Exercise brief: List each line of the items below that contains the word "yellow", matching case exactly.

Entries supplied:
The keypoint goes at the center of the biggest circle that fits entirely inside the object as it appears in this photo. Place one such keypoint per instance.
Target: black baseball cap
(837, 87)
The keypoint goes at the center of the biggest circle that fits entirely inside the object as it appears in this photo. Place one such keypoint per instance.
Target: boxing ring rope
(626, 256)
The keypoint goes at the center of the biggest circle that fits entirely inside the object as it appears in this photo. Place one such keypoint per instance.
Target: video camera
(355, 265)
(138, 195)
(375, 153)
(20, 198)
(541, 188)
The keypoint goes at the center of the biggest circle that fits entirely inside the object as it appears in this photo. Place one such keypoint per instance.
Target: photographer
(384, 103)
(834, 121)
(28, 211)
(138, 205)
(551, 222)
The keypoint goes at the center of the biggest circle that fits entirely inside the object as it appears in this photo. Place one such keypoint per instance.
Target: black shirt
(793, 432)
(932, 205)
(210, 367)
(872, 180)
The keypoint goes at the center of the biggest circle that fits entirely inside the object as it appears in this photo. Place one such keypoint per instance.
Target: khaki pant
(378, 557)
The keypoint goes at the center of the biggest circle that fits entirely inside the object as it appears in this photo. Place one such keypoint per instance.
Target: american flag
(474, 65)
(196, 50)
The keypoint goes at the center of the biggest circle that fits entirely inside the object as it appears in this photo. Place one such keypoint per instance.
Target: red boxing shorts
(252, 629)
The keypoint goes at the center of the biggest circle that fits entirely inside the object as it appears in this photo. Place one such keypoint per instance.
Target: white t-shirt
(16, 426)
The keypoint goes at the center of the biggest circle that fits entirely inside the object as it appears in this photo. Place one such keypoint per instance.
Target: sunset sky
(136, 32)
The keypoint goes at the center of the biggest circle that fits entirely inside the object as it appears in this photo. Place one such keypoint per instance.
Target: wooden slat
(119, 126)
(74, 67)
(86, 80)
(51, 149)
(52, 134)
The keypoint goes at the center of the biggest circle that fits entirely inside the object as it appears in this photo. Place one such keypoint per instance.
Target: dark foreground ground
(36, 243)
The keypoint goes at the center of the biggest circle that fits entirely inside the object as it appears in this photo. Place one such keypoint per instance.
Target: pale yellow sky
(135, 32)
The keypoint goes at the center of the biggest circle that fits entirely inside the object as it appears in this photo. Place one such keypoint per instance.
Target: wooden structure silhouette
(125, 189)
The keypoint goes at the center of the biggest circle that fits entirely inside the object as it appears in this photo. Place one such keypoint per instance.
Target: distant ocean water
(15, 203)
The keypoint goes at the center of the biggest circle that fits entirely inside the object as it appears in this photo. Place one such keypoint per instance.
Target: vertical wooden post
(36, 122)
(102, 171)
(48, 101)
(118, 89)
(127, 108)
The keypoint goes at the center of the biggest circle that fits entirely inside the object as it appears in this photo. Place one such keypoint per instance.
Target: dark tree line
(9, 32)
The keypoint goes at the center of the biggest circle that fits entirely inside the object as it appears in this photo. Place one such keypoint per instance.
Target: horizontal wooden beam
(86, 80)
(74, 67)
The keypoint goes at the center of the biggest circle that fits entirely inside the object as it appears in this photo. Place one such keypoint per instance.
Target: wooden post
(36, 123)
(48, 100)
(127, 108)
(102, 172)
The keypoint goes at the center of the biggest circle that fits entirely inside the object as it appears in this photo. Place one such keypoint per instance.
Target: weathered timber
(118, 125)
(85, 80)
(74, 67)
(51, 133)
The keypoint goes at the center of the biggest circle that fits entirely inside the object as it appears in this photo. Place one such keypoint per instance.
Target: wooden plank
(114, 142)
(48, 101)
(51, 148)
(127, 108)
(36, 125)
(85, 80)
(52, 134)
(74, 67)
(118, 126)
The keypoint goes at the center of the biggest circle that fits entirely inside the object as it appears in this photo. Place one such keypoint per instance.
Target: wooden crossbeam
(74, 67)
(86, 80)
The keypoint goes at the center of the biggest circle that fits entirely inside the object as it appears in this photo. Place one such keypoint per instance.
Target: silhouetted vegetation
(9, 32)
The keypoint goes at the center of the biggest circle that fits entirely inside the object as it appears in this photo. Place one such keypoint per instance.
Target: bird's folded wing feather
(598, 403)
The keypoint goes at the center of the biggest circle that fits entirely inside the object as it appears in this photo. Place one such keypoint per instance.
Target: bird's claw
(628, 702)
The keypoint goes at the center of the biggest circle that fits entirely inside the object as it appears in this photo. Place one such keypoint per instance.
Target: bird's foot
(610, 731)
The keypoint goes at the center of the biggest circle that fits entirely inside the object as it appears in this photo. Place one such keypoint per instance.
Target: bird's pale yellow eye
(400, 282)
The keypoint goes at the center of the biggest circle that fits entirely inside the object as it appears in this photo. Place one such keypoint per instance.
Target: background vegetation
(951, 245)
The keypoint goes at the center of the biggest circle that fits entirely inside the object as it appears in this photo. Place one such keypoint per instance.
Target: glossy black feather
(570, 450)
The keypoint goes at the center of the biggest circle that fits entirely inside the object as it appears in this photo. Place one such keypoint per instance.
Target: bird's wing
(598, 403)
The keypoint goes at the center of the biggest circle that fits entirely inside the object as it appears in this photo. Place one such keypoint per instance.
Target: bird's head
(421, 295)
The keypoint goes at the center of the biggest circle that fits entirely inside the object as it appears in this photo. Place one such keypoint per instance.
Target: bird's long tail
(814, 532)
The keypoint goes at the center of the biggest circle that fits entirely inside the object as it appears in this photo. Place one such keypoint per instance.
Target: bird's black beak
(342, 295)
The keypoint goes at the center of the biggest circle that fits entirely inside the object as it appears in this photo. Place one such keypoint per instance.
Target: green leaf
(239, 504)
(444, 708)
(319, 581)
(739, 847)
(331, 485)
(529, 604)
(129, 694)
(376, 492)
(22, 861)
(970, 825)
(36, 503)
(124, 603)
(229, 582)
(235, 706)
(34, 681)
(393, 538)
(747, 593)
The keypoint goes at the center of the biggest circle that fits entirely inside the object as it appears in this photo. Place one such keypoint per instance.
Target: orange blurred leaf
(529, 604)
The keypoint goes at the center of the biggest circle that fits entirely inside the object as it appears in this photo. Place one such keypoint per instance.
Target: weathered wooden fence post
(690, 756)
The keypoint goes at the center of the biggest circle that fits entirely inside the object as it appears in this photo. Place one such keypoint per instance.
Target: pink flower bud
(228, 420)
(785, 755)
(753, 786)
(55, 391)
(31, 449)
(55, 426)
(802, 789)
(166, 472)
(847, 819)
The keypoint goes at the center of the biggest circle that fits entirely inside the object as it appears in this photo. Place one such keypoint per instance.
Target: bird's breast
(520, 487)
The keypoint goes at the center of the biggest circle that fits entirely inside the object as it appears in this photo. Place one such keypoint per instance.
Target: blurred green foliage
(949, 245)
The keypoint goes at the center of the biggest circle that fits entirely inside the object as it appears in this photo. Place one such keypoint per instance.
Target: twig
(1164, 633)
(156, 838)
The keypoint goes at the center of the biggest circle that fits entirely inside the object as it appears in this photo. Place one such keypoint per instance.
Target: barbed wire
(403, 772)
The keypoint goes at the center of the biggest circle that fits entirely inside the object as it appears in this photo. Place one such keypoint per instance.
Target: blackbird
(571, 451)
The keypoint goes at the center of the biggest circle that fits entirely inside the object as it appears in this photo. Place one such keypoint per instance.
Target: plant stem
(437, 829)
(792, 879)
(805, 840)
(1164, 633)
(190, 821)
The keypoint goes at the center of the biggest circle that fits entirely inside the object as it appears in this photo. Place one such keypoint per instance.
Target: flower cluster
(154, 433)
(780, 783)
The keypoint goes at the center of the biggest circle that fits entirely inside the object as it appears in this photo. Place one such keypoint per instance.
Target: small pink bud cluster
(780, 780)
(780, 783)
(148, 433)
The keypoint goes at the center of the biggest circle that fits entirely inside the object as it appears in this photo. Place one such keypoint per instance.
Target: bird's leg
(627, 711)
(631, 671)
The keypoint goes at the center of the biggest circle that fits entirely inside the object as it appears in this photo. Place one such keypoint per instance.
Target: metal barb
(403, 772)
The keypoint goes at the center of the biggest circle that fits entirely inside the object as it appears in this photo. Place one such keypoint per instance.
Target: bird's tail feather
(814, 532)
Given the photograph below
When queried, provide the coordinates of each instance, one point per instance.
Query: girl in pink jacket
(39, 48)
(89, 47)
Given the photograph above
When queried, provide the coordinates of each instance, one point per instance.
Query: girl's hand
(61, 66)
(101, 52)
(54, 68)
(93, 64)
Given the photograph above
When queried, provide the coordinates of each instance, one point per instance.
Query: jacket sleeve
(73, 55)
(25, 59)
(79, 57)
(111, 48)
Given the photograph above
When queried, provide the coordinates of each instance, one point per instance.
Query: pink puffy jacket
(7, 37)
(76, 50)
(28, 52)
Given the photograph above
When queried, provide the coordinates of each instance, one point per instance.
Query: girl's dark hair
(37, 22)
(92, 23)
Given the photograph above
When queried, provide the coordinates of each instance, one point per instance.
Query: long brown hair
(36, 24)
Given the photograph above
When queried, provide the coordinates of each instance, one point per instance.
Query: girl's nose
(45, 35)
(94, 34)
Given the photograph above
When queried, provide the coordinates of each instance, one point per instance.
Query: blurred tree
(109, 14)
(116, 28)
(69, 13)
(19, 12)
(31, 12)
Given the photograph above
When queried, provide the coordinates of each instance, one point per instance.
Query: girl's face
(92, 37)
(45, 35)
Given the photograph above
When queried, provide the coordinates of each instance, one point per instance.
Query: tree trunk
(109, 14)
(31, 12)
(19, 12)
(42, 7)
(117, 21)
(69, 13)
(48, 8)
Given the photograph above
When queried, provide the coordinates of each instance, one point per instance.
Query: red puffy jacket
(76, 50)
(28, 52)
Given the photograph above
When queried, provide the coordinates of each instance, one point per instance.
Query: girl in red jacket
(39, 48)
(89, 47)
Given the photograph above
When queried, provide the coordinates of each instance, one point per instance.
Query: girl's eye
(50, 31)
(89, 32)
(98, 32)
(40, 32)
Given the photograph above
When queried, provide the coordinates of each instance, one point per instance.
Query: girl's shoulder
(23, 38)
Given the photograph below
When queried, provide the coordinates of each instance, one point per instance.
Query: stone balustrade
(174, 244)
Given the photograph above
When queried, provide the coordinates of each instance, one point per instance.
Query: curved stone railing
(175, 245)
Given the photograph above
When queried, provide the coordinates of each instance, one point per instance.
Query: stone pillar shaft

Problem solution:
Target: pale yellow sky
Target: bird's pale yellow eye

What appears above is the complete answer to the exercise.